About this exercise.
Every entry is to be reproduced word for word, but the images are not.

Collected data entries
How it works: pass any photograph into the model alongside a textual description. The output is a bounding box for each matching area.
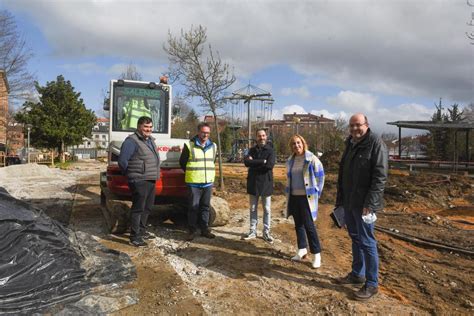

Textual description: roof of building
[387,120,474,131]
[267,113,334,126]
[92,125,109,133]
[282,112,334,123]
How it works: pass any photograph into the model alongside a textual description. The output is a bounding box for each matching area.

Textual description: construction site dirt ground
[3,161,473,314]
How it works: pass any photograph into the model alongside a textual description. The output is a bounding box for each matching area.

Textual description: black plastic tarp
[0,189,136,314]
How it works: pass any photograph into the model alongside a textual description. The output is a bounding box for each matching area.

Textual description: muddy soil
[2,161,471,314]
[63,162,474,315]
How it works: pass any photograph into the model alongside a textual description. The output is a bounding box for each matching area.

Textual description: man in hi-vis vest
[121,98,152,130]
[179,122,217,241]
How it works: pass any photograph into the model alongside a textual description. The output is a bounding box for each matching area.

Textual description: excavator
[100,78,228,233]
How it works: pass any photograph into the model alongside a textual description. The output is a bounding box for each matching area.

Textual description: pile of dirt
[384,173,473,211]
[0,162,104,225]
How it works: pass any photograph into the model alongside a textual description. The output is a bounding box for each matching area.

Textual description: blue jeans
[249,195,271,233]
[344,208,379,287]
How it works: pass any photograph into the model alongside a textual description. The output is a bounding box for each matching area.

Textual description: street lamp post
[293,117,301,134]
[27,126,31,164]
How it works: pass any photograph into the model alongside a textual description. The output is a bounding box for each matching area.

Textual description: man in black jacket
[242,129,276,243]
[335,113,388,300]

Response to the exercise.
How it works: pass any photograph into the model alongside a textual description. The output is a bounding box for each matching area.

Textual description: roof of building
[387,120,474,131]
[267,113,334,126]
[92,125,109,133]
[282,112,334,123]
How it works: pass any photograph into the model alongside a textual description. The output is a bounding box for each matching area.

Textual description: construction site dirt ground
[3,161,473,314]
How it works: pass any photograph into the model alongside a textual description. The output is a bounding box for each matching area.

Textual description: black plastic tarp
[0,189,136,314]
How it works: pass any photograph into the model alongside a textual description. The output is a bounding box for each matching area.

Textual description: muddy soil
[2,161,471,314]
[63,162,474,315]
How it works: pass any photograph into the model alongside a textual description. The output is a bounding box for each matching area.

Textual description: man in hi-vis vest
[121,98,152,130]
[179,122,217,241]
How it works: pass any photograph into the model alongside a textual description. The output is a bounding box for each matching area.

Textual description: excavator
[100,78,228,233]
How it works: pass any photograph into the model alongside a textual description. The output is a bounding box for each matching area.

Textual description: pile of dirt
[384,173,473,211]
[0,162,104,225]
How it works: pass any photograph into the model alongside a textual description. The output is a bounding box for each matching area.

Textual description: blue jeans
[249,195,271,233]
[344,208,379,287]
How it works: pass any photograph into the model alongside a textual description. The output is a bounding box for each matching area.

Textual description: street lamp post
[293,117,301,134]
[27,126,31,164]
How it works: pass any photograph into the model alongside a textual description. The output is a bounding box for each matching area.

Textual description: man in black jacket
[242,129,276,243]
[335,113,388,300]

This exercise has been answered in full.